■ Aim
Starting at the line that contains "Task: check that each instance of the yellow" and ending at the line that contains "[(1253, 74)]", reproduce every line of the records below in that span, scaling each coordinate in the answers by 1.5 and rounding to whole numbers with halves rounded up, and leave all other text unchanged.

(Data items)
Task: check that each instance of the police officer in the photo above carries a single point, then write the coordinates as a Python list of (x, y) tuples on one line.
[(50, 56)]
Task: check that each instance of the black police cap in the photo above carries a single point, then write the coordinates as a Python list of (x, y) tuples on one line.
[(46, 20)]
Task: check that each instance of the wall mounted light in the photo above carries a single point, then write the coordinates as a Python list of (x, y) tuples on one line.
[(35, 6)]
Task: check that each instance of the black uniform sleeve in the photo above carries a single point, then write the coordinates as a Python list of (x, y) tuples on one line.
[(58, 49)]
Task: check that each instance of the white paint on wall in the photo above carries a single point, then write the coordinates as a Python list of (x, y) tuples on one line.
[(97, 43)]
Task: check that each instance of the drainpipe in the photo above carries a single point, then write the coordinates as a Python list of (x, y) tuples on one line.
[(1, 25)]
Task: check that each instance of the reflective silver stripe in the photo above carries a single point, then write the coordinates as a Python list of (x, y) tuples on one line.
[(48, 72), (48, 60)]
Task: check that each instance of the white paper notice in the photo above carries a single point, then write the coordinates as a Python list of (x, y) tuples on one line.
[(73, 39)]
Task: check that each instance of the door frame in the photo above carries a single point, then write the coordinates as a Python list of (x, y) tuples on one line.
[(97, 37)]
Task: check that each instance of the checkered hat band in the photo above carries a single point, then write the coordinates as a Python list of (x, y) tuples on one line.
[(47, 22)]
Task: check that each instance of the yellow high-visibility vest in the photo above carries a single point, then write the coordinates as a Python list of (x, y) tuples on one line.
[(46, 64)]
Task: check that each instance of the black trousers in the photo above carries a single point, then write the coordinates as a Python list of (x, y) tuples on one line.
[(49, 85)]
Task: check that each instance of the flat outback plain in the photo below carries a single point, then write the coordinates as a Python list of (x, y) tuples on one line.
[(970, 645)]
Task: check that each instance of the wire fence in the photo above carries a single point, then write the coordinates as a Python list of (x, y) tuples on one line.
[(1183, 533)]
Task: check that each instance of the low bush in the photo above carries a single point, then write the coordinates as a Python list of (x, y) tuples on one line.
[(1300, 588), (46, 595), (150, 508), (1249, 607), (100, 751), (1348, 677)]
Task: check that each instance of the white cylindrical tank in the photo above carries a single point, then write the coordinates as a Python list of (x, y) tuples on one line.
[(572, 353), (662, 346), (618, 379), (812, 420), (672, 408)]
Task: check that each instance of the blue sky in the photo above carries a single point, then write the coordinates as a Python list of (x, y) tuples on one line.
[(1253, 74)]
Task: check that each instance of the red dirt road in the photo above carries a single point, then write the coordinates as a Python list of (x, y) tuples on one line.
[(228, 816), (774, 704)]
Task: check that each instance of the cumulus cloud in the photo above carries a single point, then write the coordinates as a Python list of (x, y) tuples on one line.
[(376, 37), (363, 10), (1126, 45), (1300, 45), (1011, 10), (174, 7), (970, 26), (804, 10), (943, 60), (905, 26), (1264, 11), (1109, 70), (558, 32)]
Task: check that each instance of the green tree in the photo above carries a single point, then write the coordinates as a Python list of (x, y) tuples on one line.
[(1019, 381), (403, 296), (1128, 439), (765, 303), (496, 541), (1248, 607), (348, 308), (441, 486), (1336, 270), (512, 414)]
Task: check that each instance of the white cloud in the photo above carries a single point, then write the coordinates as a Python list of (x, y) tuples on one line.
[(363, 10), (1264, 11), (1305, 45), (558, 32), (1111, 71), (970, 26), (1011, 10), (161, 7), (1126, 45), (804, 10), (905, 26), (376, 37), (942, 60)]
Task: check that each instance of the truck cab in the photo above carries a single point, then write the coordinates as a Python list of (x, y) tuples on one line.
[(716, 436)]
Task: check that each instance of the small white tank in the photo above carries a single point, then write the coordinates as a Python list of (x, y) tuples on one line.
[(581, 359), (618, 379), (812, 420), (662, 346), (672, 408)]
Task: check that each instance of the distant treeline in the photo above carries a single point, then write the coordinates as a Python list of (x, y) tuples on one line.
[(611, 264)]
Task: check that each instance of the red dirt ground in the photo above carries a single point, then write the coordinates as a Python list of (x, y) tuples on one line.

■ Output
Task: check that each instance of the yellow high-visibility vest in the photo above carries a single point, then write the coordinates as a Python list of (x, y) tuples on one line.
[(69, 96)]
Task: check that each instance of the black trousers in the photo above carries a single point, then write the coordinates as a Python list of (x, y) tuples on one line.
[(74, 128)]
Task: check that each instance of the flat outback plain in the photo below carries a single point, then write the coordinates as a Python list of (x, y) tuples on one line.
[(1455, 968)]
Task: check that each instance of the wire fence in the photo above carries a single point, then write the coordinates as a Python list of (x, y) tuples on one line.
[(1775, 800)]
Task: check that each instance of the low bush in the photo above carries a single point, then write the coordinates as a Python list of (x, y) tuples on one line.
[(1950, 882), (69, 893), (225, 762), (1874, 911), (150, 1127), (2022, 1016)]
Task: check that each instance of the white cylindrical tank in the photo above carries a single point, then write the coordinates as a Python list of (x, y) tuples on one line.
[(858, 530), (993, 519), (927, 569), (1218, 630), (1008, 612)]
Task: check that each instance of the blue sky in the photo above carries a single point, then write the coordinates as a Python list of (x, y) tuples on one line.
[(1880, 111)]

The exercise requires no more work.